| Work required |
In the lines below, swap "white shirt" for "blue jacket" and keep everything else unchanged. Leave the pictures out of your answer.

| Given data |

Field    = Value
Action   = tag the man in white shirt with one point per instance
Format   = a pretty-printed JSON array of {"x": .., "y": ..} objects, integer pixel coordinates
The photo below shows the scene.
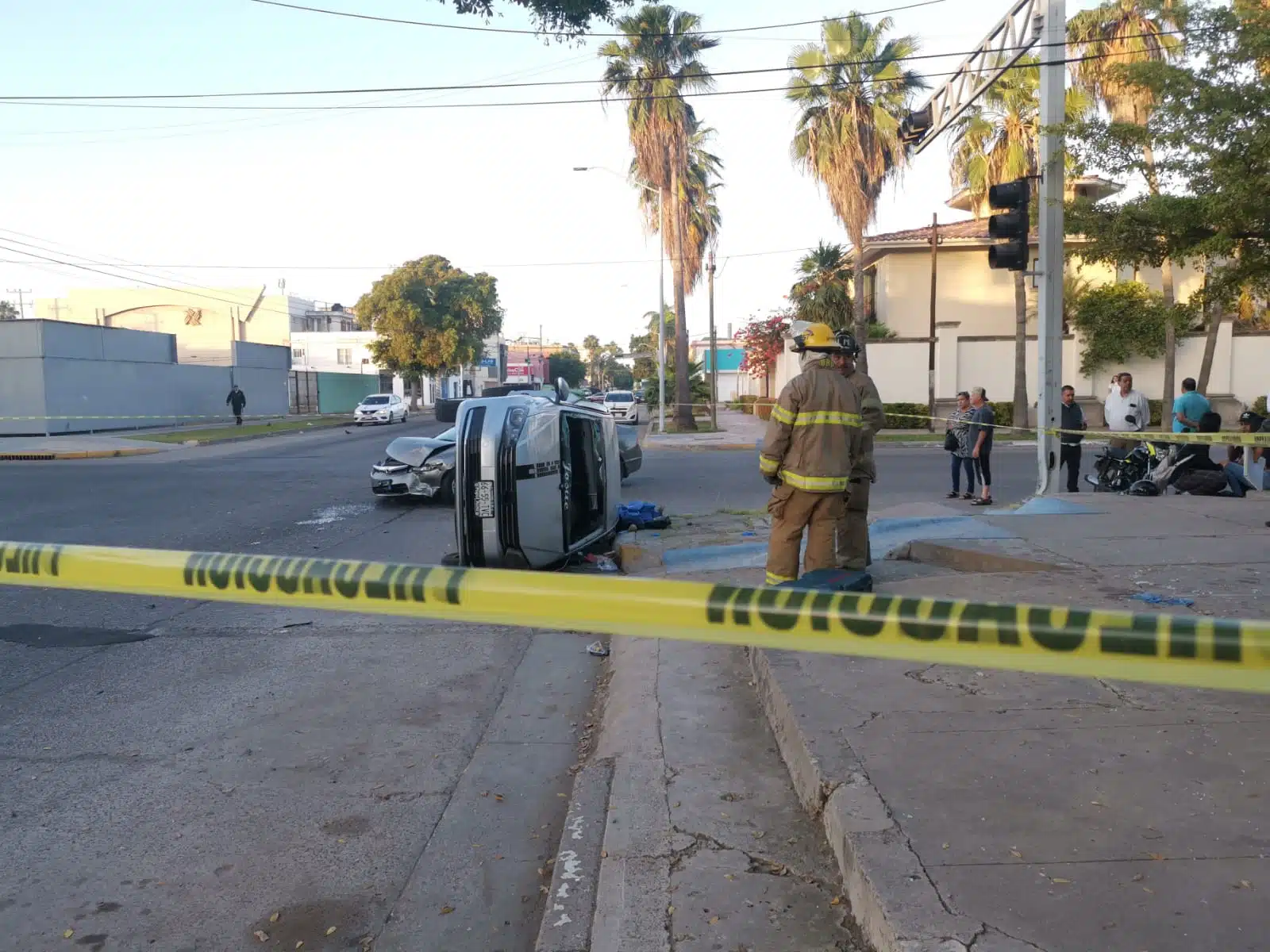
[{"x": 1127, "y": 410}]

| Solution below |
Field    = Value
Action   = tag the man in blue jacket with one point per instance
Format   = a pretty-printed JSON array of {"x": .., "y": ..} objects, integer pixel coordinates
The photo below shows the scene.
[{"x": 1127, "y": 410}]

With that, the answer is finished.